■ Data shown ■

- - -

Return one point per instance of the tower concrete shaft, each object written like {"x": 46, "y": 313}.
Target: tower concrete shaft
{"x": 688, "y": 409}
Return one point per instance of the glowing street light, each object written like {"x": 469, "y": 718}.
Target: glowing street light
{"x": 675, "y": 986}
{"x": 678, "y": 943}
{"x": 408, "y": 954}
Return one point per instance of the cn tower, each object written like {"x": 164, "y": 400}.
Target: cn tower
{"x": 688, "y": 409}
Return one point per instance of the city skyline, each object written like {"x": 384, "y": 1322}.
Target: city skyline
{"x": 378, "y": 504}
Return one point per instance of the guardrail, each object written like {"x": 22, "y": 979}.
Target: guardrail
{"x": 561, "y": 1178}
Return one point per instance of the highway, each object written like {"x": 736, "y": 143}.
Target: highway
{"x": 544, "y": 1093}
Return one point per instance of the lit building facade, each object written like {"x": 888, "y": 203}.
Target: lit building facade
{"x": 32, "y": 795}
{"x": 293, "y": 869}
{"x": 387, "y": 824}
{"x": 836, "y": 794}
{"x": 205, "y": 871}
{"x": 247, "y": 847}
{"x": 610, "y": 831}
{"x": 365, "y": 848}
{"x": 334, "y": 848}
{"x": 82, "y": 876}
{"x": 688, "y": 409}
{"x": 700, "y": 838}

- - -

■ Work required ■
Copy all of the rows above word for word, leaving out nothing and changing nothing.

■ Response below ■
Return one point per instance of the tower concrete shaft, each object written like {"x": 46, "y": 313}.
Target: tower concrete shaft
{"x": 688, "y": 409}
Return one point per instance of the glowing street light, each object written like {"x": 469, "y": 718}.
Target: glowing street light
{"x": 675, "y": 986}
{"x": 678, "y": 943}
{"x": 408, "y": 954}
Return one point per instance of the cn tower, each object written like {"x": 164, "y": 400}.
Target: cn tower
{"x": 688, "y": 409}
Return one point per instance of the city skyline, each object written like {"x": 384, "y": 1322}.
Target: city skyline
{"x": 378, "y": 504}
Return one point per instance of the guardrail, each object written like {"x": 22, "y": 979}.
Target: guardrail
{"x": 561, "y": 1178}
Return one point per instance of the highway, each object written like {"x": 736, "y": 143}.
Target: highway
{"x": 544, "y": 1093}
Return one point per instance of the lit building facade, each object written like {"x": 888, "y": 203}.
Target: lit building facade
{"x": 32, "y": 795}
{"x": 293, "y": 869}
{"x": 387, "y": 824}
{"x": 836, "y": 794}
{"x": 205, "y": 871}
{"x": 247, "y": 847}
{"x": 610, "y": 831}
{"x": 365, "y": 848}
{"x": 334, "y": 848}
{"x": 82, "y": 876}
{"x": 688, "y": 409}
{"x": 700, "y": 838}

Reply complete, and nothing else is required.